Stored records:
______________________________
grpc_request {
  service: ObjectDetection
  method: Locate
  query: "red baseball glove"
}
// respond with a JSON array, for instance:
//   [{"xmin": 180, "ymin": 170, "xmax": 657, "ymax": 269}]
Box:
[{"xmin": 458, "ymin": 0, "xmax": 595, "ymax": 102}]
______________________________
**Exercise**:
Reproduce all of the data above line by line, requests included. Raise every bounding-box coordinate in the answers by 7.

**Expected output**:
grpc_request {
  service: ObjectDetection
  method: Locate
  query: "red baseball glove"
}
// respond with a JSON array, for instance:
//   [{"xmin": 180, "ymin": 170, "xmax": 657, "ymax": 269}]
Box:
[{"xmin": 465, "ymin": 7, "xmax": 602, "ymax": 109}]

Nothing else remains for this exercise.